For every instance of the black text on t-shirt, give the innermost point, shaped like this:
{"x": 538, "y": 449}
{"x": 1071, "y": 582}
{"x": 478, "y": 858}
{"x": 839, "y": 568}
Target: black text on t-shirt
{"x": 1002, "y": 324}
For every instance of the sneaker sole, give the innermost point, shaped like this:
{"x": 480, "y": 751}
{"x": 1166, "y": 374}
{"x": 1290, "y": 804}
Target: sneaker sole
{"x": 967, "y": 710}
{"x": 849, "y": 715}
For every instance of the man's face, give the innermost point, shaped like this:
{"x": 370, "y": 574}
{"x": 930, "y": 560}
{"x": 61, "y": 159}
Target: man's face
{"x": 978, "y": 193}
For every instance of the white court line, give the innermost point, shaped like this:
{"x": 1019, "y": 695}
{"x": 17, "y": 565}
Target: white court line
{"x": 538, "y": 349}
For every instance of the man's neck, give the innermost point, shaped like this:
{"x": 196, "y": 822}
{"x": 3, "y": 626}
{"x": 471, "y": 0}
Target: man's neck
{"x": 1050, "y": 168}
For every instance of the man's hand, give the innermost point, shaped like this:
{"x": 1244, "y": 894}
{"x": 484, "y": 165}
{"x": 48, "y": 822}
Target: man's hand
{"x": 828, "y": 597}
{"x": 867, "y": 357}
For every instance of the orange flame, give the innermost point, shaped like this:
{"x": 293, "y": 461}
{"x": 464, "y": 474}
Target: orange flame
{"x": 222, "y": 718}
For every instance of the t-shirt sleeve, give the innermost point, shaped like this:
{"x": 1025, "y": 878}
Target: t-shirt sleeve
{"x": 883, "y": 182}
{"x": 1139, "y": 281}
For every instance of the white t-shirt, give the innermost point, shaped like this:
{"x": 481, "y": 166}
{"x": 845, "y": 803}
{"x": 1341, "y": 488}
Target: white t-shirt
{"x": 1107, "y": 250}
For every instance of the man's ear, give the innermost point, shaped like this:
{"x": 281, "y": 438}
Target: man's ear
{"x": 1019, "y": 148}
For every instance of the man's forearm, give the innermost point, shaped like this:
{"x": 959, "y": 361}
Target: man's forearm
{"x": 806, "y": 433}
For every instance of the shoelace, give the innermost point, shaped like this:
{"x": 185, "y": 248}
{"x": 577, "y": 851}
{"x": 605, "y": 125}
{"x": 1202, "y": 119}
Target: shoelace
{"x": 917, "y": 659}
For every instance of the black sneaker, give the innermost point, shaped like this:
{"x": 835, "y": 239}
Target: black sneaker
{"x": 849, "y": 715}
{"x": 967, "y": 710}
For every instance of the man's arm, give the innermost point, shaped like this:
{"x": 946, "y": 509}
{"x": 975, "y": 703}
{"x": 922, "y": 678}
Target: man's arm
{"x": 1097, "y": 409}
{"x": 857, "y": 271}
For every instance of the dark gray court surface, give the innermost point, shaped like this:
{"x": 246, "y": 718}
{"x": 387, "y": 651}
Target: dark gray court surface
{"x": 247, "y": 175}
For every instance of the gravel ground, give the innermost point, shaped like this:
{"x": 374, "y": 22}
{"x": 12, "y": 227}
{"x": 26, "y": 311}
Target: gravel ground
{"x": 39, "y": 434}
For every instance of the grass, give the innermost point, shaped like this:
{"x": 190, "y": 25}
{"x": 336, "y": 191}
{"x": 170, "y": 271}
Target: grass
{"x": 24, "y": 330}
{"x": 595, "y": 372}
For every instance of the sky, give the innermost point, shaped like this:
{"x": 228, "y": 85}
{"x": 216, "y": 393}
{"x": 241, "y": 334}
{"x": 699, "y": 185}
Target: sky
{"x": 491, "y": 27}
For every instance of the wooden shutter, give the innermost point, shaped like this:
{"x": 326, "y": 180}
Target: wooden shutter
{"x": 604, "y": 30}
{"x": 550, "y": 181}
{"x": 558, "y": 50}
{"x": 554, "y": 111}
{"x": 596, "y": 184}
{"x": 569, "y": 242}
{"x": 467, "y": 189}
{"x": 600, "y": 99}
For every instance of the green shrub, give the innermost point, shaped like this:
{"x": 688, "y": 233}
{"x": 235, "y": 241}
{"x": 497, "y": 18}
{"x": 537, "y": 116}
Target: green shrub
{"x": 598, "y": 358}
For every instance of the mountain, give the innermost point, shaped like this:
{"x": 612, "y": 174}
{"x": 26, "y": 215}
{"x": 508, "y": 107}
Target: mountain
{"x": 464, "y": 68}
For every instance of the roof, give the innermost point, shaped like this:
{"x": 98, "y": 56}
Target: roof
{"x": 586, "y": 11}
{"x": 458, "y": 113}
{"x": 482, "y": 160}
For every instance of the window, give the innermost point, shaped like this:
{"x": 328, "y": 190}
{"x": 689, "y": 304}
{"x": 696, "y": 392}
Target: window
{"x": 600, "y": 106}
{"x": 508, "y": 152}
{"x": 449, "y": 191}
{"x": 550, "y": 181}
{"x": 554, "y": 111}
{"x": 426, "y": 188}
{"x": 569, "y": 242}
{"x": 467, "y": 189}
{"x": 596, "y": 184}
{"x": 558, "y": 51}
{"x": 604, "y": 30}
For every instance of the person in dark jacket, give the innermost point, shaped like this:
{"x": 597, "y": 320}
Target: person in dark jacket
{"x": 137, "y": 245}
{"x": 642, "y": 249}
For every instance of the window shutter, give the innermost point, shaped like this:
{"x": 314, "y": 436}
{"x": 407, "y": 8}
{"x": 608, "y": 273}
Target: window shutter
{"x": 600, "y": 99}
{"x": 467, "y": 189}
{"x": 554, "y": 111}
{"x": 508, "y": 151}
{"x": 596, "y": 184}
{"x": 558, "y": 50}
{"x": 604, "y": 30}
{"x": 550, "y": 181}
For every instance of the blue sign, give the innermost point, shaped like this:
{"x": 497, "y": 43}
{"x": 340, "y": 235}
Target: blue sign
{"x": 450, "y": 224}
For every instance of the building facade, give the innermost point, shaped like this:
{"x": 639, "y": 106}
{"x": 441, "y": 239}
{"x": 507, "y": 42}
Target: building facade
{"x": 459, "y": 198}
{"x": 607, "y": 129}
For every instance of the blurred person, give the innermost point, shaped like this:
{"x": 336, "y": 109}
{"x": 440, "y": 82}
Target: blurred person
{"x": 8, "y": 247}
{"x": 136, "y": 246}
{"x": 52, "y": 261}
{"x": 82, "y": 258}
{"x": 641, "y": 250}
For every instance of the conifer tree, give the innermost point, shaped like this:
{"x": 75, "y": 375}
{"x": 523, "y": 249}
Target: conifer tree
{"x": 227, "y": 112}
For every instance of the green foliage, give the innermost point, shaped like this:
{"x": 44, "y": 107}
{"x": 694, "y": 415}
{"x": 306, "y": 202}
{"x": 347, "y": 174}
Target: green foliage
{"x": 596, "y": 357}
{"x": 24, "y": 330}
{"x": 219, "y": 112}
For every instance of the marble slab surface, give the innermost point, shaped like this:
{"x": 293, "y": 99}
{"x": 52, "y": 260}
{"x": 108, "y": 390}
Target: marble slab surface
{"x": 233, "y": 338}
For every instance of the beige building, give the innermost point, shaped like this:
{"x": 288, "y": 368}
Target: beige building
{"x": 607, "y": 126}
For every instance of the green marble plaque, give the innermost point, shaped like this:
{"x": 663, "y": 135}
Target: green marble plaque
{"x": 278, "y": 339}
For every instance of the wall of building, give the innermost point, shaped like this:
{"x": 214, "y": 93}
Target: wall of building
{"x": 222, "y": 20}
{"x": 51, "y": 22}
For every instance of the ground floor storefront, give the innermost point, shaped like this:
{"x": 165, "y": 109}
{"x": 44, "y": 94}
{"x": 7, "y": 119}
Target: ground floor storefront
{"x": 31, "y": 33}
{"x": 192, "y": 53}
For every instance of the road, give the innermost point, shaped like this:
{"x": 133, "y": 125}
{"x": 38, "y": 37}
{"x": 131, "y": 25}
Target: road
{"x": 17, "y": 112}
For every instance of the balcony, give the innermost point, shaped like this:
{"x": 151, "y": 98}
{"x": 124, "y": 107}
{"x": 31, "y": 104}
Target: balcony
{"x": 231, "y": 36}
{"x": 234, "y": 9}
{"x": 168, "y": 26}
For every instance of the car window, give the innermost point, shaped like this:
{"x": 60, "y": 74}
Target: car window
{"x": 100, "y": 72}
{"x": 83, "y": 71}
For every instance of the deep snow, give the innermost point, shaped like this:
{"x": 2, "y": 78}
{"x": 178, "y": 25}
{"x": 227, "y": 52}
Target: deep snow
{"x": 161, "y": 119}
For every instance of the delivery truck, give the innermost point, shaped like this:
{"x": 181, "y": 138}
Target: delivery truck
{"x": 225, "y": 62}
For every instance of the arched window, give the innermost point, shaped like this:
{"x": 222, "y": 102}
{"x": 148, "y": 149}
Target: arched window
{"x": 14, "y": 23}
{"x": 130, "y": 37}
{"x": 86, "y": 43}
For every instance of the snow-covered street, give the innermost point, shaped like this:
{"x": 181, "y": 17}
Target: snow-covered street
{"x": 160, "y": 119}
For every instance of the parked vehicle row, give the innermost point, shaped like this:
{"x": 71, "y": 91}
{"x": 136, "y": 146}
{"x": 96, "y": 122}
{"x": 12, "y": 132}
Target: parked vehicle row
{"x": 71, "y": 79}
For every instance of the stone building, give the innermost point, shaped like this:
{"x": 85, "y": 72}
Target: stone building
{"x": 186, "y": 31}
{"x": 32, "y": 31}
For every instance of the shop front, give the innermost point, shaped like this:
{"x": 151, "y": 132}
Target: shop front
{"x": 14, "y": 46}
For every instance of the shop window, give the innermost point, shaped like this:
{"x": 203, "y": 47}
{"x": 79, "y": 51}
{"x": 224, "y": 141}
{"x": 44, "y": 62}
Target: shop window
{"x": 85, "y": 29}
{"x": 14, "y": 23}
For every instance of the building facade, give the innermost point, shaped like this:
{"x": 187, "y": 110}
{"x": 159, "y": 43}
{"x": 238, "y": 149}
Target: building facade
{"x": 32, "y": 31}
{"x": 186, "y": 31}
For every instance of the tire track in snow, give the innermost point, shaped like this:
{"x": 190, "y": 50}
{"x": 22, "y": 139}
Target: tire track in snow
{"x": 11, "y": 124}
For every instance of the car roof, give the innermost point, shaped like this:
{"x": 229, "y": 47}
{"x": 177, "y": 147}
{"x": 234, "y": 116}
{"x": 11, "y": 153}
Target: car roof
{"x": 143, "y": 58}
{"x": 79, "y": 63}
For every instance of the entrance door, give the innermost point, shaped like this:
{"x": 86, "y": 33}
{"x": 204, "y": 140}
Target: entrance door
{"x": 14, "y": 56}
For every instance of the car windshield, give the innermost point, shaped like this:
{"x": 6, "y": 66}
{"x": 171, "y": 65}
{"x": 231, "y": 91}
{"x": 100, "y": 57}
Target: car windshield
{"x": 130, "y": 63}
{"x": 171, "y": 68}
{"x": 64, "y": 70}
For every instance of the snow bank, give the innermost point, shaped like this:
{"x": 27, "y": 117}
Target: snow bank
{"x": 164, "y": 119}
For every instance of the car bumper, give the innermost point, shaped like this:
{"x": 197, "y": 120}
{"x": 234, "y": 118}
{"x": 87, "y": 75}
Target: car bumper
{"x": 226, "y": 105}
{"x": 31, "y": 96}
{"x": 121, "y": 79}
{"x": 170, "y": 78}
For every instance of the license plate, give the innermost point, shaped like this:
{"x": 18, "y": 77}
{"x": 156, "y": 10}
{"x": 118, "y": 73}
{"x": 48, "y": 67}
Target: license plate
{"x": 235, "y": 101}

....

# [TASK]
Everything from the line with "Target: car roof" through the line with "For every instance of the car bumper, give" should be written out exactly as it appears above, end lines included, and nothing outside that range.

# [SOLUTION TO THE EXERCISE]
Target: car roof
{"x": 143, "y": 58}
{"x": 79, "y": 63}
For every instance of the entrance door, give the innermost point, shaped like this:
{"x": 86, "y": 33}
{"x": 204, "y": 140}
Target: entrance door
{"x": 14, "y": 56}
For every instance of the car windshield, give the innermost point, shaped like this:
{"x": 6, "y": 66}
{"x": 171, "y": 65}
{"x": 231, "y": 91}
{"x": 100, "y": 57}
Target: car windshield
{"x": 130, "y": 63}
{"x": 171, "y": 68}
{"x": 64, "y": 70}
For every instance of the snow bank, give the innermost point, shaped like this:
{"x": 27, "y": 117}
Target: snow bank
{"x": 164, "y": 119}
For every instance of the car bumper, give the innermost point, shaped like this:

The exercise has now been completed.